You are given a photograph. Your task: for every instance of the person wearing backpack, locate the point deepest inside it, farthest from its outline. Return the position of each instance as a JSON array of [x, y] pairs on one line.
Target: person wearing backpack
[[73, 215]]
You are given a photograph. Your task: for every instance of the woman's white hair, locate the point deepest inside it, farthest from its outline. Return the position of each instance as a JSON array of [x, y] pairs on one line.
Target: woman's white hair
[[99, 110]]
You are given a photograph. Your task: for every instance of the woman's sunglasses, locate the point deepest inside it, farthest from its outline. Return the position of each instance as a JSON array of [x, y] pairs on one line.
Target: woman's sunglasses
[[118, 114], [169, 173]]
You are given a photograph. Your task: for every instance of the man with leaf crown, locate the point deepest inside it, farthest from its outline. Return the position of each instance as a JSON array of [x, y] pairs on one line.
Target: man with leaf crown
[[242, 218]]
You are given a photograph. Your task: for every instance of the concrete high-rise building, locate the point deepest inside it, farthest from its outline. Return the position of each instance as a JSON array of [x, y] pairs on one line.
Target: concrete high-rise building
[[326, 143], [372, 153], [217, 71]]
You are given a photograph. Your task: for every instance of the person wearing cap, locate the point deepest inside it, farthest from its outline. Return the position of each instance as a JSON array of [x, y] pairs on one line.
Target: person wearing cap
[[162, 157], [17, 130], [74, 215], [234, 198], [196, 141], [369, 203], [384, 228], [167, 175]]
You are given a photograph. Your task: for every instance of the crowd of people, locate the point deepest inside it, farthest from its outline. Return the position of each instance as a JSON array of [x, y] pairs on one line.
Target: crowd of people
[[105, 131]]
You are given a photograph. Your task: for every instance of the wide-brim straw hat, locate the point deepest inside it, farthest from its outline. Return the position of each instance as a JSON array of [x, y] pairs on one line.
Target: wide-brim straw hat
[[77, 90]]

====

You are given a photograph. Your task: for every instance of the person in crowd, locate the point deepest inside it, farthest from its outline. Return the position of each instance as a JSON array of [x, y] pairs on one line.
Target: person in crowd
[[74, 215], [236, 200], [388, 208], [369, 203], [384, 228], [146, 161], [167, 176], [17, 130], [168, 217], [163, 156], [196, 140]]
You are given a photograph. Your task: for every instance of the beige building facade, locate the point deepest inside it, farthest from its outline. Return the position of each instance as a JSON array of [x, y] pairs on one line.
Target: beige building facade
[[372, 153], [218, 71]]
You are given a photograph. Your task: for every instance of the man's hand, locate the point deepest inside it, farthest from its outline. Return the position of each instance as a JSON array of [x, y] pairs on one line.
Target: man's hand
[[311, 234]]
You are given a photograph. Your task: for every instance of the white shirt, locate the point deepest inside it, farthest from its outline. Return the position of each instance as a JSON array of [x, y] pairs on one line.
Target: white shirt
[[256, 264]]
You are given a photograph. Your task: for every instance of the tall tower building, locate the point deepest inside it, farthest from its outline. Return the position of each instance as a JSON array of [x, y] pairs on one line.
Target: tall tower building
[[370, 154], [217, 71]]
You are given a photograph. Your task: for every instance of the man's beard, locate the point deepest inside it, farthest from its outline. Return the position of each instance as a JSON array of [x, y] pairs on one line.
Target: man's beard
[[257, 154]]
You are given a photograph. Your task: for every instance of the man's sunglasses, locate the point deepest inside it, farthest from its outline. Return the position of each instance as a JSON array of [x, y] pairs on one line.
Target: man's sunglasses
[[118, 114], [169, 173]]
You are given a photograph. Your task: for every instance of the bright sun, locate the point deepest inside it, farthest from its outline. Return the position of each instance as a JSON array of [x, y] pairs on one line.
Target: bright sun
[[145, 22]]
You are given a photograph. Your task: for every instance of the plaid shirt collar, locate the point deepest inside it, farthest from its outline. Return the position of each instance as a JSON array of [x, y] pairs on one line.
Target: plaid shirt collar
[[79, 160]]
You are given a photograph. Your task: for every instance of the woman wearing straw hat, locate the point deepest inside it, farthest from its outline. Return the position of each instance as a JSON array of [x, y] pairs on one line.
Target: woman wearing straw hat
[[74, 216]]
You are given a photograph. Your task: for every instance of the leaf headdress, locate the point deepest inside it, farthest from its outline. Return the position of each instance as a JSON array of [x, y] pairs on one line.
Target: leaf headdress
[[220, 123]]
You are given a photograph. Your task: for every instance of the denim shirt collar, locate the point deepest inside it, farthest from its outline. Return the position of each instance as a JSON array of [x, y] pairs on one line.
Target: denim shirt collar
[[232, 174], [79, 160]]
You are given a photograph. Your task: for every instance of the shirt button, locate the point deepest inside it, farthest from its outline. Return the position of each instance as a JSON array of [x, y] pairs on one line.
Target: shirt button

====

» **Your assignment**
Scan the lines above for the word "button". Return each one that has it.

» **Result of the task**
You are given a photograph. Your task: for every instance of the shirt button, locate the point deepest inside it, farthest from its outline. Return the position of each instance as a JSON array of [x, y] pairs on one line.
Target: shirt button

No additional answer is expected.